[Opening RECORDS TO USE section]

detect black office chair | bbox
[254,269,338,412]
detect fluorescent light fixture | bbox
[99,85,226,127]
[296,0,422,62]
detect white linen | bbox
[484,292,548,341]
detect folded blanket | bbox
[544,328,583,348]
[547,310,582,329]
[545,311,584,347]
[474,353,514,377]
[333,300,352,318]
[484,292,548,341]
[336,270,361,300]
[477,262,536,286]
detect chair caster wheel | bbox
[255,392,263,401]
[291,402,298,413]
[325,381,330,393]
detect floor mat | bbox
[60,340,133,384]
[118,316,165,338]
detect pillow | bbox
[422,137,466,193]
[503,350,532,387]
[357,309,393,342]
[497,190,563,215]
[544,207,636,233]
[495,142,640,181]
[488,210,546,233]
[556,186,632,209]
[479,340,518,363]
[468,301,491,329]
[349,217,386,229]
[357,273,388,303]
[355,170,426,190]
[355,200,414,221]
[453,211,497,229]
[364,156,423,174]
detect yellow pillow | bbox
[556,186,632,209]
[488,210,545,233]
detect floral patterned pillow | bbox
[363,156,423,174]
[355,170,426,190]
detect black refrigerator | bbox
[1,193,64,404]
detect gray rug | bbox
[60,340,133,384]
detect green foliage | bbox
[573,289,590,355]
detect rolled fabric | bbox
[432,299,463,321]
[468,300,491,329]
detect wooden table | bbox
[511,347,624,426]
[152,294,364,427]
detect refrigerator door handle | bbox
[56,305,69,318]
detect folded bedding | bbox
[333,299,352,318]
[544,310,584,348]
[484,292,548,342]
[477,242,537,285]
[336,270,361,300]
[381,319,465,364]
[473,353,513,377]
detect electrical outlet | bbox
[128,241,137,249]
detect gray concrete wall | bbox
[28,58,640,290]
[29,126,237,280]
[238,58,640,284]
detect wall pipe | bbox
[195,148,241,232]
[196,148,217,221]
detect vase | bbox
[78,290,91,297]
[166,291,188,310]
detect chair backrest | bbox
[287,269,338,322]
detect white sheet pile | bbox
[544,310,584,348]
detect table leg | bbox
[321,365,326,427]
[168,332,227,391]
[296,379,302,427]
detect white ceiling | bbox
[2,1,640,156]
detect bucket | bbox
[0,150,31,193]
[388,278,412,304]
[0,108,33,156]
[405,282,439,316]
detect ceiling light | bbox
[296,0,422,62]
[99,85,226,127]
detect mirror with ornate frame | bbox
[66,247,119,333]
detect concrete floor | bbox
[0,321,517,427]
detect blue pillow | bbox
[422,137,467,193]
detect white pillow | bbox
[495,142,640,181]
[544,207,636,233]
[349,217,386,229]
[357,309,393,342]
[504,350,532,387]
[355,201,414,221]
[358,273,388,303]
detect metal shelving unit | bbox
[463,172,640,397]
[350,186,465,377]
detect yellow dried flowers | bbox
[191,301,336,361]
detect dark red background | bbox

[Closing RECORDS TO USE section]

:: YOUR TASK ::
Each record must be restated word for word, including the last line.

:: SOLUTION TO THIS PROBLEM ::
detect black office chair | bbox
[254,269,338,412]
detect fluorescent light fixture | bbox
[99,85,226,127]
[296,0,422,62]
detect white linen | bbox
[484,292,548,341]
detect folded blanket | bbox
[544,328,583,348]
[547,310,582,329]
[545,311,584,347]
[474,353,514,377]
[333,300,352,318]
[484,292,548,341]
[336,270,361,300]
[477,262,536,286]
detect chair caster wheel | bbox
[255,392,263,401]
[291,402,298,413]
[325,381,330,393]
detect floor mat | bbox
[60,340,133,384]
[118,316,165,338]
detect pillow | bbox
[422,137,466,193]
[503,350,532,387]
[357,309,393,342]
[497,190,563,215]
[544,207,636,233]
[495,142,640,181]
[488,210,546,233]
[556,186,632,209]
[479,340,518,363]
[468,301,491,329]
[349,217,386,229]
[357,273,388,303]
[355,170,426,190]
[355,200,414,221]
[453,211,497,229]
[364,156,423,174]
detect yellow pillow | bbox
[556,186,632,209]
[488,210,545,233]
detect floral patterned pillow | bbox
[363,156,423,174]
[355,170,426,190]
detect black refrigerator | bbox
[1,193,64,404]
detect gray rug | bbox
[60,340,133,384]
detect green foliage | bbox
[573,289,590,355]
detect rolled fabric | bbox
[432,299,463,321]
[468,300,491,329]
detect wooden table | bbox
[511,347,624,426]
[152,294,364,427]
detect refrigerator door handle | bbox
[56,305,69,318]
detect folded bedding | bbox
[333,299,352,318]
[544,310,584,348]
[484,292,548,342]
[477,242,537,285]
[336,270,361,300]
[381,319,465,364]
[473,353,513,377]
detect electrical outlet | bbox
[128,241,137,249]
detect gray concrete wall | bbox
[28,58,640,290]
[29,126,237,280]
[238,58,640,284]
detect wall pipe | bbox
[195,148,241,232]
[196,148,217,221]
detect vase | bbox
[78,290,91,297]
[166,291,188,310]
detect chair backrest | bbox
[287,269,338,322]
detect white sheet pile | bbox
[544,310,584,348]
detect table leg | bbox
[321,365,326,427]
[168,332,227,391]
[296,379,302,427]
detect white ceiling | bbox
[2,1,640,156]
detect bucket | bbox
[0,150,31,193]
[388,278,412,304]
[0,108,33,156]
[405,282,439,316]
detect ceiling light | bbox
[296,0,422,62]
[99,85,226,127]
detect mirror with ornate frame | bbox
[66,247,119,333]
detect concrete floor | bbox
[0,321,517,427]
detect blue pillow | bbox
[422,137,467,193]
detect white pillow | bbox
[495,142,640,181]
[544,207,636,233]
[349,217,386,229]
[357,309,393,342]
[504,350,532,387]
[355,201,414,221]
[358,273,388,303]
detect metal shelving unit | bbox
[463,172,640,397]
[350,186,465,377]
detect yellow dried flowers | bbox
[191,301,336,361]
detect dark red background | bbox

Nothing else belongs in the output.